*** Provided records

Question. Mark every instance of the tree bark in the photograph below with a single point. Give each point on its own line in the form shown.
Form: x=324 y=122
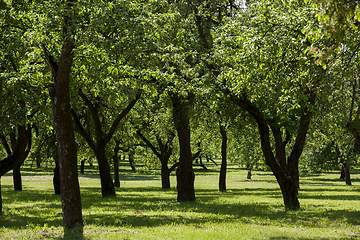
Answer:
x=107 y=184
x=82 y=166
x=286 y=172
x=345 y=166
x=56 y=178
x=0 y=197
x=165 y=176
x=116 y=164
x=131 y=160
x=222 y=179
x=17 y=178
x=102 y=139
x=184 y=173
x=163 y=152
x=66 y=145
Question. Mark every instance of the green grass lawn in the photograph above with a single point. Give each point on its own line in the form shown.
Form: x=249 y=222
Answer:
x=250 y=209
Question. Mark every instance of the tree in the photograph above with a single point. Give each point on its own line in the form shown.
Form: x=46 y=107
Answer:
x=153 y=126
x=102 y=139
x=275 y=81
x=66 y=145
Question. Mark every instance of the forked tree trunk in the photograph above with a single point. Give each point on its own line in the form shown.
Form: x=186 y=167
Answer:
x=163 y=151
x=0 y=197
x=102 y=139
x=17 y=178
x=56 y=178
x=165 y=176
x=66 y=145
x=184 y=174
x=82 y=166
x=107 y=184
x=20 y=149
x=116 y=164
x=131 y=160
x=222 y=180
x=285 y=168
x=345 y=166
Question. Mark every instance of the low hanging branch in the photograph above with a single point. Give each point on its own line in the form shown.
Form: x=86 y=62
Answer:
x=343 y=163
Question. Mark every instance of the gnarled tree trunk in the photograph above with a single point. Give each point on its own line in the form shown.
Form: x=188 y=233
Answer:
x=184 y=173
x=222 y=179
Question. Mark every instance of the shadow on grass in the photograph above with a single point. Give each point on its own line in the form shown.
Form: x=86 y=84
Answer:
x=151 y=206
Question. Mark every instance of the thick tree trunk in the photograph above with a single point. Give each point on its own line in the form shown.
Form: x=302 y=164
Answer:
x=17 y=178
x=286 y=172
x=184 y=174
x=345 y=166
x=0 y=197
x=66 y=145
x=165 y=176
x=131 y=160
x=222 y=180
x=107 y=185
x=116 y=165
x=342 y=173
x=82 y=166
x=56 y=178
x=347 y=174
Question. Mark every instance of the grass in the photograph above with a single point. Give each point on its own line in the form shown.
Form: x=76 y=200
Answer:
x=250 y=209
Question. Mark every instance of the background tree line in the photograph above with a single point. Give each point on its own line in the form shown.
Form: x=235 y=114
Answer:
x=270 y=84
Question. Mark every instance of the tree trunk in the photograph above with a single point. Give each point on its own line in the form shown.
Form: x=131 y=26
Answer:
x=17 y=178
x=222 y=180
x=165 y=176
x=184 y=174
x=0 y=197
x=286 y=172
x=289 y=191
x=345 y=166
x=107 y=185
x=116 y=165
x=56 y=178
x=131 y=160
x=342 y=173
x=347 y=174
x=82 y=166
x=63 y=125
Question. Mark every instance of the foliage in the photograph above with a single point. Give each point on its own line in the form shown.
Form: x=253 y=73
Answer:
x=249 y=209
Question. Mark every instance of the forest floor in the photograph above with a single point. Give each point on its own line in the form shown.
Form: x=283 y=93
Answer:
x=250 y=209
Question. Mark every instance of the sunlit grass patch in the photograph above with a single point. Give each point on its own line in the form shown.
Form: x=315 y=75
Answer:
x=250 y=209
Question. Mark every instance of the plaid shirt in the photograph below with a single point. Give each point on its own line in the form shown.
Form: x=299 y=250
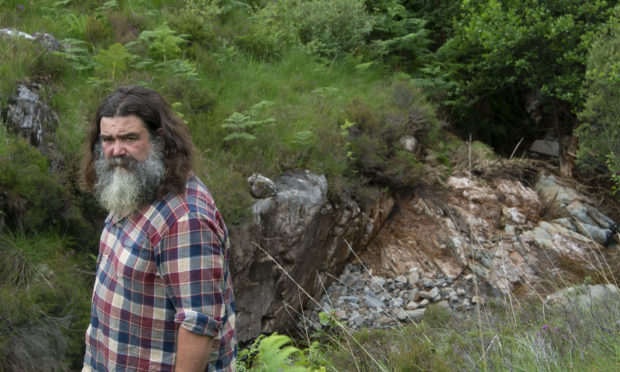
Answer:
x=157 y=270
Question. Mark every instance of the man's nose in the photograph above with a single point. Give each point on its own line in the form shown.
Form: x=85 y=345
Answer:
x=118 y=149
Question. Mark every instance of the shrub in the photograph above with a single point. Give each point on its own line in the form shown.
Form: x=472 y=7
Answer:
x=505 y=52
x=34 y=198
x=326 y=28
x=599 y=131
x=45 y=309
x=374 y=137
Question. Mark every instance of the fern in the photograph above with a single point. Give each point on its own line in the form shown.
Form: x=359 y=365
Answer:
x=108 y=62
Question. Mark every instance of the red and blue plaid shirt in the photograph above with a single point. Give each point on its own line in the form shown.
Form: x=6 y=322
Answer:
x=157 y=270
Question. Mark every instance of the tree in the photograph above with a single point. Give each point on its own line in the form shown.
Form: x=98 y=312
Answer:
x=515 y=68
x=599 y=131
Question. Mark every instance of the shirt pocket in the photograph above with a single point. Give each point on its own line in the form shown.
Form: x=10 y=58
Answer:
x=135 y=261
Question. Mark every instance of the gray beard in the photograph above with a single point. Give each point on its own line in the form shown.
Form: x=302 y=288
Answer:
x=124 y=184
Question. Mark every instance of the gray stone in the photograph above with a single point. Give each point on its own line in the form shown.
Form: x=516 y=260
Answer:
x=416 y=314
x=411 y=305
x=261 y=187
x=478 y=300
x=396 y=302
x=546 y=147
x=412 y=278
x=373 y=301
x=30 y=117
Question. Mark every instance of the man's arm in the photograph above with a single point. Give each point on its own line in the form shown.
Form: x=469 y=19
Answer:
x=192 y=351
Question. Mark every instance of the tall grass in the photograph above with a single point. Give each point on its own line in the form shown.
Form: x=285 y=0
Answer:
x=44 y=292
x=520 y=332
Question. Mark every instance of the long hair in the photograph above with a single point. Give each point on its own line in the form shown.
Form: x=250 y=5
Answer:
x=156 y=113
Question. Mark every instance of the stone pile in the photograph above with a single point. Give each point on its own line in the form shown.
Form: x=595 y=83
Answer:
x=359 y=299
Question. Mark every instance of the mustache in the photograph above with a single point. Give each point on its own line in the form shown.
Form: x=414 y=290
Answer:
x=122 y=161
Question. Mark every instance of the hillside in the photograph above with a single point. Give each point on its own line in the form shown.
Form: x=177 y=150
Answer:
x=385 y=99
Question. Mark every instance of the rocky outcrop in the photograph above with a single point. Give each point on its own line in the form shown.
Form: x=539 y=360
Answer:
x=307 y=236
x=500 y=230
x=30 y=117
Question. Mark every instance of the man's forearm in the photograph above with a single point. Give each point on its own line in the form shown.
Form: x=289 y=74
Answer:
x=192 y=351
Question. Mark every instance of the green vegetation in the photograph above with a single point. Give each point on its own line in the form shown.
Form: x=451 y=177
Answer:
x=599 y=132
x=499 y=339
x=45 y=288
x=332 y=86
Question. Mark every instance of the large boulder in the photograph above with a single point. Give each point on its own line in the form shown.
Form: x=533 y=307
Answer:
x=28 y=115
x=498 y=229
x=296 y=241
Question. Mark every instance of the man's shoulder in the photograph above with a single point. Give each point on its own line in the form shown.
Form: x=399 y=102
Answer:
x=195 y=200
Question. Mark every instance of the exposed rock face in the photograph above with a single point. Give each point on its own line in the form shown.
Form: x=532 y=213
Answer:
x=261 y=187
x=307 y=236
x=30 y=117
x=46 y=40
x=503 y=232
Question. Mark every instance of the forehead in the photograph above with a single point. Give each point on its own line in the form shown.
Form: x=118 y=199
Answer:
x=121 y=124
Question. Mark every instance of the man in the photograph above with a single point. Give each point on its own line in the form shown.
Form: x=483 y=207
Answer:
x=163 y=298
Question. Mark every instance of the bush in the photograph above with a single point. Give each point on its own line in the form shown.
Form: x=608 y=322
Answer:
x=325 y=28
x=503 y=53
x=599 y=131
x=33 y=197
x=45 y=293
x=374 y=137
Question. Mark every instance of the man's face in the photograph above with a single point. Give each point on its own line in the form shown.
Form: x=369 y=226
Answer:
x=124 y=136
x=128 y=164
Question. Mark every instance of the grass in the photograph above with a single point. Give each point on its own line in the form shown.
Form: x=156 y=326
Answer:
x=521 y=332
x=44 y=291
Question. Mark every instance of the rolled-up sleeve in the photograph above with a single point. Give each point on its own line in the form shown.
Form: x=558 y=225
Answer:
x=191 y=263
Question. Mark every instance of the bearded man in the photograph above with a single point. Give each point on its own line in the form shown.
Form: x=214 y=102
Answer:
x=163 y=296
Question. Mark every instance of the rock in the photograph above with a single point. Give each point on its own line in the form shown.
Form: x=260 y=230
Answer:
x=297 y=228
x=477 y=300
x=261 y=187
x=30 y=117
x=14 y=33
x=412 y=278
x=47 y=41
x=396 y=302
x=372 y=301
x=401 y=280
x=410 y=144
x=416 y=314
x=546 y=147
x=411 y=305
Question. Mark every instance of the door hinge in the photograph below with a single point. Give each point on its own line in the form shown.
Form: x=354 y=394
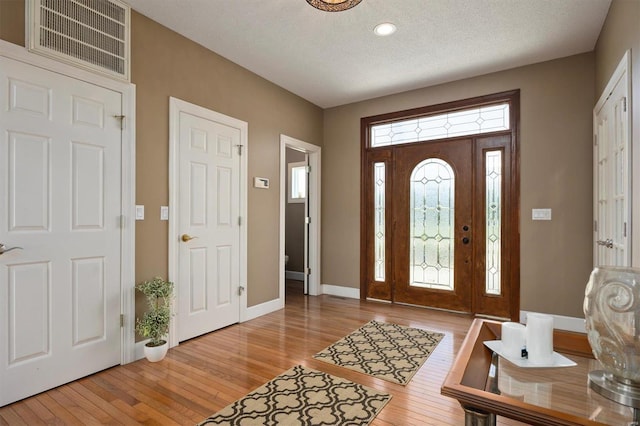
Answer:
x=121 y=118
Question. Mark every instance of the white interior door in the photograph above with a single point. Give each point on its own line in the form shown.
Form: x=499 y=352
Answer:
x=208 y=224
x=612 y=227
x=60 y=189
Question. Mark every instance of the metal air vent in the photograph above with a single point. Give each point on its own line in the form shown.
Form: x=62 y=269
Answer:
x=92 y=34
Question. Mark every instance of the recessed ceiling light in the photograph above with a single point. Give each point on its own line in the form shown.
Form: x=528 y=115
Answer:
x=384 y=29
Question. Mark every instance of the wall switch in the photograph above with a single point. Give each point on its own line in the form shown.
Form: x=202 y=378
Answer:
x=139 y=212
x=540 y=214
x=262 y=183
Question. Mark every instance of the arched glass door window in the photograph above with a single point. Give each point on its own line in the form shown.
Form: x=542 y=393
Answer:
x=431 y=234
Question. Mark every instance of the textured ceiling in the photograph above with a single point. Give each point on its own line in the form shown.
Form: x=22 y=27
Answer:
x=333 y=59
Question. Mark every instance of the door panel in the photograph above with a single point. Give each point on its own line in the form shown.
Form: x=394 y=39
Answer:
x=209 y=268
x=612 y=177
x=435 y=246
x=60 y=183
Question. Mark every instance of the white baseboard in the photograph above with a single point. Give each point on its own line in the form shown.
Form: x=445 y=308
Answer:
x=294 y=275
x=561 y=322
x=337 y=290
x=263 y=309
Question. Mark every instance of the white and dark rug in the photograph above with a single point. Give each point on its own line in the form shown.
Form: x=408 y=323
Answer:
x=302 y=396
x=389 y=351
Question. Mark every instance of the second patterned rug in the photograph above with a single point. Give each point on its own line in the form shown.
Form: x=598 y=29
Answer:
x=388 y=351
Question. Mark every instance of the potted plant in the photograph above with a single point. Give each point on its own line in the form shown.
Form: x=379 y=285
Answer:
x=155 y=321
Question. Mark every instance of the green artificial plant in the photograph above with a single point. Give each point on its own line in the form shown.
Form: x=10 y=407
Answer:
x=155 y=322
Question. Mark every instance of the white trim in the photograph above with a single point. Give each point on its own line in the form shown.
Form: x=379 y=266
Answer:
x=175 y=107
x=313 y=198
x=263 y=309
x=294 y=275
x=560 y=322
x=340 y=291
x=128 y=177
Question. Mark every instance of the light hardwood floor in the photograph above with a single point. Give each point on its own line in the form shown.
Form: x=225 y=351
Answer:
x=201 y=376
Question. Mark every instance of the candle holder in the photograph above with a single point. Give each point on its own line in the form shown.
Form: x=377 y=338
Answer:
x=612 y=314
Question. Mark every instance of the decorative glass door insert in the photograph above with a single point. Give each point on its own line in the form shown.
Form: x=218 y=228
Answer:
x=432 y=221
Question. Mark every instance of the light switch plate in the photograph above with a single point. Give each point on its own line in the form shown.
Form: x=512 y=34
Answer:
x=540 y=214
x=262 y=183
x=139 y=212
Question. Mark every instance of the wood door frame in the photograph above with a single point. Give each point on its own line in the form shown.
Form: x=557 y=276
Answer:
x=176 y=106
x=128 y=179
x=512 y=216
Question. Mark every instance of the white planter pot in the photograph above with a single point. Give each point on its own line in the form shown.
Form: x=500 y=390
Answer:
x=156 y=353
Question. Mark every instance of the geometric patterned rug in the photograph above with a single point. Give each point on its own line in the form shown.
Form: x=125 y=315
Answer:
x=302 y=396
x=388 y=351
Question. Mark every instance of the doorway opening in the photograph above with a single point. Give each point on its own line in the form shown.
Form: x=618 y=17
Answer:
x=299 y=217
x=440 y=207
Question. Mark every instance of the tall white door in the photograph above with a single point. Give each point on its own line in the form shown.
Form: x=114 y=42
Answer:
x=612 y=227
x=208 y=225
x=60 y=189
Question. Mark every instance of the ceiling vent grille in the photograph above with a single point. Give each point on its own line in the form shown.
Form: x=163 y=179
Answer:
x=92 y=34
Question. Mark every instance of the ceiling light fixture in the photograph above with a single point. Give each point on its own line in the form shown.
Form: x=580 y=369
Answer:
x=384 y=29
x=333 y=5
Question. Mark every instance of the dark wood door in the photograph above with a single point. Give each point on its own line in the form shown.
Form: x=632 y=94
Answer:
x=433 y=228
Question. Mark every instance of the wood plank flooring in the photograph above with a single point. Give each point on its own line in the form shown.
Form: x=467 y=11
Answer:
x=203 y=375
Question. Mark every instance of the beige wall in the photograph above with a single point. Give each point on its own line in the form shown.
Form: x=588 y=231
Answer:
x=621 y=32
x=166 y=64
x=294 y=223
x=556 y=102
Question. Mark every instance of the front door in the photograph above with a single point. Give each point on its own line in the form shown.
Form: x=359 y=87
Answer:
x=208 y=222
x=432 y=189
x=60 y=190
x=440 y=208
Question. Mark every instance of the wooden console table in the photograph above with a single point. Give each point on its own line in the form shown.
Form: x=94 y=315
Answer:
x=487 y=385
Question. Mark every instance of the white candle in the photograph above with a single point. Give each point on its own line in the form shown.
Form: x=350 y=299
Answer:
x=513 y=339
x=539 y=337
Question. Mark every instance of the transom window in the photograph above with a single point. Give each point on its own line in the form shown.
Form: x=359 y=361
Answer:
x=483 y=119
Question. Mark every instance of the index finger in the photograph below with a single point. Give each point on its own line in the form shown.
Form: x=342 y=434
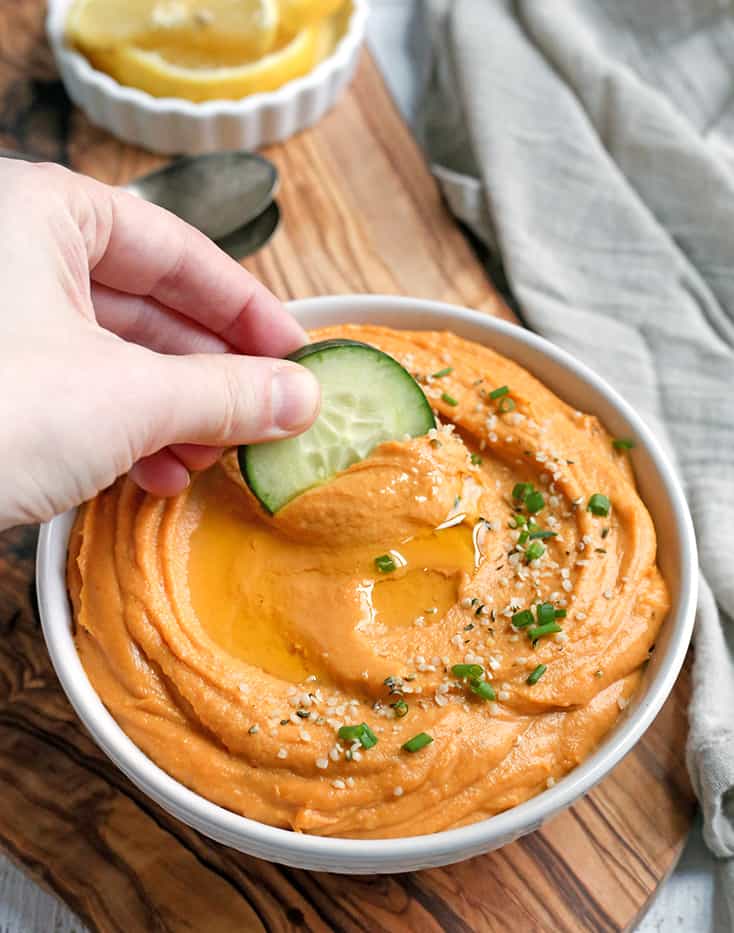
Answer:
x=143 y=249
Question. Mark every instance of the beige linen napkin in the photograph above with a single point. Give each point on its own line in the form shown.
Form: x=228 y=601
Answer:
x=591 y=144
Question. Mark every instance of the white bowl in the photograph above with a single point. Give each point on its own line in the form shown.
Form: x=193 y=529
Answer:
x=663 y=496
x=173 y=125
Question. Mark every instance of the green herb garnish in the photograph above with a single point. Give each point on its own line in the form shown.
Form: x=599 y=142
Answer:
x=361 y=733
x=385 y=563
x=467 y=670
x=599 y=505
x=537 y=674
x=534 y=551
x=534 y=501
x=521 y=490
x=540 y=631
x=418 y=742
x=523 y=618
x=482 y=689
x=545 y=613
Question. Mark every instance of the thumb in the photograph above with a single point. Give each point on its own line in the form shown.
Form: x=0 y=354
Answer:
x=223 y=399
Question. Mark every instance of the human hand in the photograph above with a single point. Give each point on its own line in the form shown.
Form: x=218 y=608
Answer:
x=128 y=341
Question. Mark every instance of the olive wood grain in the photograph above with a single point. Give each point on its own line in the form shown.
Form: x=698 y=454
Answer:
x=360 y=214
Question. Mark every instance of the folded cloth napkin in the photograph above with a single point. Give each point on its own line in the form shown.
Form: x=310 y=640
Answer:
x=591 y=143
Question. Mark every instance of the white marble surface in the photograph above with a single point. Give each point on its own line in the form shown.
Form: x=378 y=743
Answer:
x=685 y=903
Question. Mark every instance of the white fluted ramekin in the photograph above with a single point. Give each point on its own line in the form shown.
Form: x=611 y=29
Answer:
x=174 y=125
x=663 y=496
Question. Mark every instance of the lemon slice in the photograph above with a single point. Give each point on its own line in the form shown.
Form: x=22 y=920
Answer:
x=296 y=14
x=155 y=70
x=248 y=27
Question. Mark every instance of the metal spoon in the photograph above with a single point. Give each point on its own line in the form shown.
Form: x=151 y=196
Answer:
x=219 y=193
x=253 y=236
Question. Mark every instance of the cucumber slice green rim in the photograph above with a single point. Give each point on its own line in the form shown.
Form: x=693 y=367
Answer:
x=367 y=397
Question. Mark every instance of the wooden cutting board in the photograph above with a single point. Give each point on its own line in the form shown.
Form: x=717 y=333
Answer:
x=360 y=214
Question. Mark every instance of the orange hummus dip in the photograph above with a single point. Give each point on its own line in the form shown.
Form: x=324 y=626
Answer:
x=232 y=646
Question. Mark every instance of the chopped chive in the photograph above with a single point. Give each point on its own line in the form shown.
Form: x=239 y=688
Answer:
x=537 y=674
x=534 y=550
x=623 y=443
x=367 y=737
x=418 y=742
x=349 y=733
x=540 y=631
x=523 y=618
x=385 y=563
x=599 y=505
x=534 y=502
x=521 y=490
x=542 y=534
x=361 y=733
x=482 y=689
x=467 y=670
x=545 y=613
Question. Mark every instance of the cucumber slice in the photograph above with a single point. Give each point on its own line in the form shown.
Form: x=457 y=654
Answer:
x=366 y=398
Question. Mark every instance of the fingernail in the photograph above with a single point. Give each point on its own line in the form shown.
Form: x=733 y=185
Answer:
x=295 y=398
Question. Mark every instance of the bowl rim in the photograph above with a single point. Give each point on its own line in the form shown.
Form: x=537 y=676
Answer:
x=439 y=847
x=85 y=73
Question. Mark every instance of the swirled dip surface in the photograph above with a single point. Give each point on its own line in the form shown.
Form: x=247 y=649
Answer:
x=232 y=646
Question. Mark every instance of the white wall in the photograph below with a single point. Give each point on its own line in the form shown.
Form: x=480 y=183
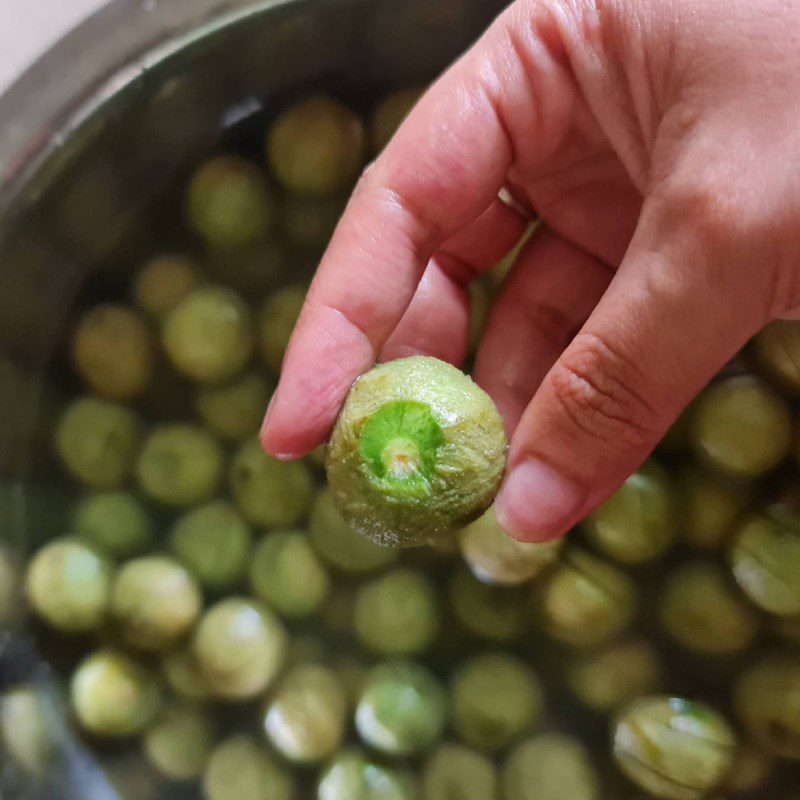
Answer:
x=29 y=27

******

• Given task: Output verbatim the lines beginning at the line with "Question. Mark every instance of the cucumber slice in" and ending at the last line of the material above, inclusive. Do not carry over any pictures.

• Complete output:
Question. Mark every instance of the cucumber slice in the photograph above with a single point. Give each point on its own line in the form shown.
Form: x=457 y=654
Answer:
x=366 y=398
Question. Mark every instance of the fingernail in the photograph above with a single point. Give each point on its own line in the form shown.
Form: x=733 y=185
Answer:
x=295 y=398
Question. Mark every instance of the bowl rim in the photograph above with a single point. Give each point on its own line in the form shown.
Form: x=537 y=676
Answer:
x=439 y=847
x=85 y=73
Question. Mark every instance of the swirled dip surface in the photograph above with a single point. Give each point on its own line in the form shown.
Form: x=247 y=649
Answer:
x=232 y=646
Question. Mark every instance of the white wall in the photograph below with a single point. Give each point on its own line in the form shown.
Form: x=480 y=183
Answer:
x=29 y=27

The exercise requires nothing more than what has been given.